Aangeleverde gegevens.
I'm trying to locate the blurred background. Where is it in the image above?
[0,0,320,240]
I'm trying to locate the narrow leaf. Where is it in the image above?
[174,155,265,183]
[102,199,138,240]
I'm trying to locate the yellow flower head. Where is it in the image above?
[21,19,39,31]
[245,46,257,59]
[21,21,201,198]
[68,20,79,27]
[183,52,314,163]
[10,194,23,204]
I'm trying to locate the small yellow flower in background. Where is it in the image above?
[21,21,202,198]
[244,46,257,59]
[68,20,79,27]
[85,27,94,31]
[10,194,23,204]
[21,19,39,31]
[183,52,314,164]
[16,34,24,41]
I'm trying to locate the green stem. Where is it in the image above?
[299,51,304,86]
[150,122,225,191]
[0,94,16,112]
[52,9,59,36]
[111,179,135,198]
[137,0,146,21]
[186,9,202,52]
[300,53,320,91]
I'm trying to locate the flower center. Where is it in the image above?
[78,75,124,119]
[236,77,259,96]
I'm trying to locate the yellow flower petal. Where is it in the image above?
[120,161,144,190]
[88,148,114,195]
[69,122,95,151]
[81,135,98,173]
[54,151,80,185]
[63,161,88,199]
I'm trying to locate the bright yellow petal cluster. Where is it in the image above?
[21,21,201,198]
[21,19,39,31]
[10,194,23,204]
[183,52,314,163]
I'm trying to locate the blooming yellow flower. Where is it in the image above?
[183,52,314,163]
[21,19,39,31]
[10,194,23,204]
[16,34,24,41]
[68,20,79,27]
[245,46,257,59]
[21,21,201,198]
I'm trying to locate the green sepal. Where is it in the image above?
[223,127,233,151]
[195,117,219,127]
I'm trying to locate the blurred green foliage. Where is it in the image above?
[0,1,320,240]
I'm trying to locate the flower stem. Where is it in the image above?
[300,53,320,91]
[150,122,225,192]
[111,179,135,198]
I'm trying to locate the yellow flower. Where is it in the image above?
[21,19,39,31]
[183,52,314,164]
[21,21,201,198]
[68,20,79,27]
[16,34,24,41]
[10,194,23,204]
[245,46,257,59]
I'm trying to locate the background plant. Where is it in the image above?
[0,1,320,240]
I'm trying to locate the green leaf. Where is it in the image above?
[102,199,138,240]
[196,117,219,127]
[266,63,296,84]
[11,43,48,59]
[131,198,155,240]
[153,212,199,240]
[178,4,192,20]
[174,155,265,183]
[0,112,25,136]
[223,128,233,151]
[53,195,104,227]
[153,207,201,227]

Over deze opdracht. Wijzig in alles vanaf de regel met "I'm trying to locate the blooming" tot en met het einde van de gegevens "yellow" in "orange". Geef die regels daarna verder ongewijzigd weer.

Antwoord op opdracht.
I'm trying to locate the blooming orange flower. Where is it in the image above?
[183,52,314,163]
[21,19,39,31]
[10,194,23,204]
[16,34,24,41]
[68,20,79,27]
[245,46,257,59]
[21,21,201,198]
I'm trying to locate the green sepal. Where is it in the image above?
[223,127,233,151]
[195,117,219,127]
I'm trying to locate the blurred green foliage. Where is it in the image above?
[0,1,320,240]
I'm trying to locate the flower stem. Where is it in the image above?
[300,53,320,91]
[150,122,225,192]
[111,179,135,198]
I'm trying to locate the orange flower. Where is it in the image above?
[21,19,39,31]
[183,52,314,164]
[21,21,201,198]
[68,20,79,27]
[16,34,24,41]
[10,194,23,204]
[245,46,257,59]
I'm trying to locate the background plant. Where is it in the image above?
[0,1,320,240]
I'm trying to locate the green leaf. Where is it in the image above?
[102,199,138,240]
[196,117,219,127]
[266,63,296,84]
[11,43,48,59]
[131,198,155,240]
[153,212,199,240]
[178,4,192,20]
[174,155,265,183]
[0,112,25,136]
[223,128,233,151]
[53,195,104,227]
[153,207,201,227]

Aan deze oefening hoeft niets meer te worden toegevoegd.